Trecho de origem ->
○ ○ ○ ○

Ana Yumi Kajiki/Boitempo Editorial 
 Para geógrafo, organização das cidades pode ser também forma de controle social
 
 
As cidades são uma força econômica muito poderosa. Fechar as cidades, 
também. Para o geógrafo marxista David Harvey, a esquerda deve aprender a
 usar isso como forma de luta. O pensamento é também um apelo do 
britânico, e acompanha sua linha de análise sobre o papel da urbanização
 como intervenção no sistema econômico.
 “Tudo parou de se mexer por três dias em Nova York depois do 11 de 
setembro. E de repente os poderes perceberam que se não houvesse 
movimento, não haveria acumulação de capital. O prefeito foi então à 
televisão fazer um apelo para que as pessoas fossem às ruas consumir, 
viver normalmente.” O ativista anti-capitalismo cita ainda as 
mobilizações que aconteceram na Praça Tahrir, no Egito, e o movimento 
Occupy, espalhado pelo mundo, como exemplos de engajamento urbano. Em 
visita ao Brasil, insistiu, para um público de mais de mil pessoas, que 
os centros urbanos são o lugar em que alguma forma de luta contra o 
capitalismo pode realmente funcionar.

○ ○ ○ ○

Tarefa breve a -> Altere nos registros tudo desde a linha que contém "Exercise. Identify every instance of the decorative" até o fim dos registros, inclusive, substituindo "refrigerator" por "fridge" e mantendo todo o resto sem alterações.
O texto sobre David Harvey e os registros provêm de fontes distintas.

○ ○ ○ ○

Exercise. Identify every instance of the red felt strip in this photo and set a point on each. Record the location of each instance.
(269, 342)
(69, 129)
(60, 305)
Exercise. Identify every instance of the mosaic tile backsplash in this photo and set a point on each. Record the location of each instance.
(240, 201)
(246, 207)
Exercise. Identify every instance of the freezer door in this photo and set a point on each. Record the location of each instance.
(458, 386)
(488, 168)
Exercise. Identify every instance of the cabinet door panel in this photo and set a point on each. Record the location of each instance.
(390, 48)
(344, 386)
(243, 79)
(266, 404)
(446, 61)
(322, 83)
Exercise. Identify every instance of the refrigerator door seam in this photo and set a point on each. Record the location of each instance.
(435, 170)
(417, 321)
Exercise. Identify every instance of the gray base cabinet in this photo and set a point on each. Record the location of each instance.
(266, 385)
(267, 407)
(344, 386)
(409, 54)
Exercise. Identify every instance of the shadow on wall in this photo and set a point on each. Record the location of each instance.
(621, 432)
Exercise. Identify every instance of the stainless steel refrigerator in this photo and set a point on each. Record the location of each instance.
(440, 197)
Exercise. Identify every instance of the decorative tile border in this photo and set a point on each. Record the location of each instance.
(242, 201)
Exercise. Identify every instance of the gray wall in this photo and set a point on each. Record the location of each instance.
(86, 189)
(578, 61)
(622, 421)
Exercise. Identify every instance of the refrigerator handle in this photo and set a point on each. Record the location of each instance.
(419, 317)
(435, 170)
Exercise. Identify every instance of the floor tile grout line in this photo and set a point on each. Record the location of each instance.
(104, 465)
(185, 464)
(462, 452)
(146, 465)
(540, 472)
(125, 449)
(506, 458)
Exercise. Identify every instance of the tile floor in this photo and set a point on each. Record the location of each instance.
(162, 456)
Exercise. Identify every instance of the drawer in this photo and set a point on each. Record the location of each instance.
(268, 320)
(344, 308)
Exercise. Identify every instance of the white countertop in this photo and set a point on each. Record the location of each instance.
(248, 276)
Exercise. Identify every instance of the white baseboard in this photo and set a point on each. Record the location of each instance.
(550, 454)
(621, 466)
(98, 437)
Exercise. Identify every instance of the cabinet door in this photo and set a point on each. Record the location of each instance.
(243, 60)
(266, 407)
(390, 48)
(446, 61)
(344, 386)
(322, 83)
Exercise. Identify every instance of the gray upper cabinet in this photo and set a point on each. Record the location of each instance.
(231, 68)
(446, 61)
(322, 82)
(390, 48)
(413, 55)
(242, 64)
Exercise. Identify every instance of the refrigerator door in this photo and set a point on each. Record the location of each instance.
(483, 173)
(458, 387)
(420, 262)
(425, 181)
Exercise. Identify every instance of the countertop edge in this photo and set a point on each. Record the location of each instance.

○ ○ ○ ○

Tarefa breve b -> Transcreva do texto sobre David Harvey, sem qualquer alteração, tudo desde "As cidades são" até "no sistema econômico.".

Resultado esperado a ->
Exercise. Identify every instance of the decorative tile border in this photo and set a point on each. Record the location of each instance.
(242, 201)
Exercise. Identify every instance of the gray wall in this photo and set a point on each. Record the location of each instance.
(86, 189)
(578, 61)
(622, 421)
Exercise. Identify every instance of the fridge handle in this photo and set a point on each. Record the location of each instance.
(419, 317)
(435, 170)
Exercise. Identify every instance of the floor tile grout line in this photo and set a point on each. Record the location of each instance.
(104, 465)
(185, 464)
(462, 452)
(146, 465)
(540, 472)
(125, 449)
(506, 458)
Exercise. Identify every instance of the tile floor in this photo and set a point on each. Record the location of each instance.
(162, 456)
Exercise. Identify every instance of the drawer in this photo and set a point on each. Record the location of each instance.
(268, 320)
(344, 308)
Exercise. Identify every instance of the white countertop in this photo and set a point on each. Record the location of each instance.
(248, 276)
Exercise. Identify every instance of the white baseboard in this photo and set a point on each. Record the location of each instance.
(550, 454)
(621, 466)
(98, 437)
Exercise. Identify every instance of the cabinet door in this photo and set a point on each. Record the location of each instance.
(243, 60)
(266, 407)
(390, 48)
(446, 61)
(344, 386)
(322, 83)
Exercise. Identify every instance of the gray upper cabinet in this photo and set a point on each. Record the location of each instance.
(231, 68)
(446, 61)
(322, 82)
(390, 48)
(413, 55)
(242, 64)
Exercise. Identify every instance of the fridge door in this photo and set a point on each. Record the location of each instance.
(483, 173)
(458, 387)
(420, 262)
(425, 181)
Exercise. Identify every instance of the countertop edge in this photo and set a point on each. Record the location of each instance.

Resultado esperado b ->
As cidades são uma força econômica muito poderosa. Fechar as cidades, 
também. Para o geógrafo marxista David Harvey, a esquerda deve aprender a
 usar isso como forma de luta. O pensamento é também um apelo do 
britânico, e acompanha sua linha de análise sobre o papel da urbanização
 como intervenção no sistema econômico.